Kita sering lupa kepada kelas ekonomi menengah. Padahal perputaran ekonomi terbesar ada di kelas menengah
Jakarta (ANTARA) - Deputi II Bidang Pembangunan Manusia Kantor Staf Presiden (KSP) Abetnego Tarigan menyampaikan manfaat ekonomi dari kegiatan masyarakat kelas menengah perlu dioptimalkan, karena menjadi motor penggerak ekonomi Papua.

“Kita sering lupa kepada kelas ekonomi menengah. Padahal perputaran ekonomi terbesar ada di kelas menengah,” kata Abetnego di Jayapura, Papua, dalam diskusi tentang Program Pemulihan Ekonomi Nasional, sebagaimana disampaikan melalui keterangan tertulis diterima di Jakarta, Minggu.

------------------------------------------------------------

> **URAIAN TUGAS A**
Baris entri mana saja yang memuat kata "point"? Pilih dan salin setiap baris tersebut.
Teks berita itu sama sekali tidak berhubungan dengan entri data.

------------------------------------------------------------

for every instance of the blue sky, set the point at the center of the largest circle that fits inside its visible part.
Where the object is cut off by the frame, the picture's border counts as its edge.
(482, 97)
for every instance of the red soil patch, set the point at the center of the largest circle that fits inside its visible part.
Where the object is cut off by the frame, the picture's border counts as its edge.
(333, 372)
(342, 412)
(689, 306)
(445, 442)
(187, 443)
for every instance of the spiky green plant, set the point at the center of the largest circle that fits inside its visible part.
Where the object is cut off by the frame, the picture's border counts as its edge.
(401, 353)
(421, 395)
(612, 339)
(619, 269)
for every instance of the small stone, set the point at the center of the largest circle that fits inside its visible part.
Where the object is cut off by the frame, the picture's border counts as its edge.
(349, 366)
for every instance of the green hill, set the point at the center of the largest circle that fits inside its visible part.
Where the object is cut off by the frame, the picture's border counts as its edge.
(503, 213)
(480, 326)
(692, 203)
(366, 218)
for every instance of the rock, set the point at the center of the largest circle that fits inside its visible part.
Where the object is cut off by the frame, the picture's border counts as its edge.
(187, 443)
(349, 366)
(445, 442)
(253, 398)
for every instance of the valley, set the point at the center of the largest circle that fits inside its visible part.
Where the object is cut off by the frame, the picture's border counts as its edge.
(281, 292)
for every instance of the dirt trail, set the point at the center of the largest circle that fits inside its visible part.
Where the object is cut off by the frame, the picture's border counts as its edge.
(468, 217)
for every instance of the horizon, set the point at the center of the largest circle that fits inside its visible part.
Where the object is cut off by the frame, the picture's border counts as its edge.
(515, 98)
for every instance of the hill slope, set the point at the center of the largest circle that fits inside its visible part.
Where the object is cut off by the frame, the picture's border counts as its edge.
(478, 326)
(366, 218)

------------------------------------------------------------

> **URAIAN TUGAS B**
Nama tempat apa saja yang disebut dalam berita tentang kelas ekonomi menengah?

> **HASIL AKHIR A**
for every instance of the blue sky, set the point at the center of the largest circle that fits inside its visible part.
for every instance of the red soil patch, set the point at the center of the largest circle that fits inside its visible part.
for every instance of the spiky green plant, set the point at the center of the largest circle that fits inside its visible part.
for every instance of the small stone, set the point at the center of the largest circle that fits inside its visible part.
for every instance of the green hill, set the point at the center of the largest circle that fits inside its visible part.
for every instance of the rock, set the point at the center of the largest circle that fits inside its visible part.
for every instance of the valley, set the point at the center of the largest circle that fits inside its visible part.
for every instance of the dirt trail, set the point at the center of the largest circle that fits inside its visible part.
for every instance of the horizon, set the point at the center of the largest circle that fits inside its visible part.
for every instance of the hill slope, set the point at the center of the largest circle that fits inside its visible part.

> **HASIL AKHIR B**
Jakarta, Jayapura, Papua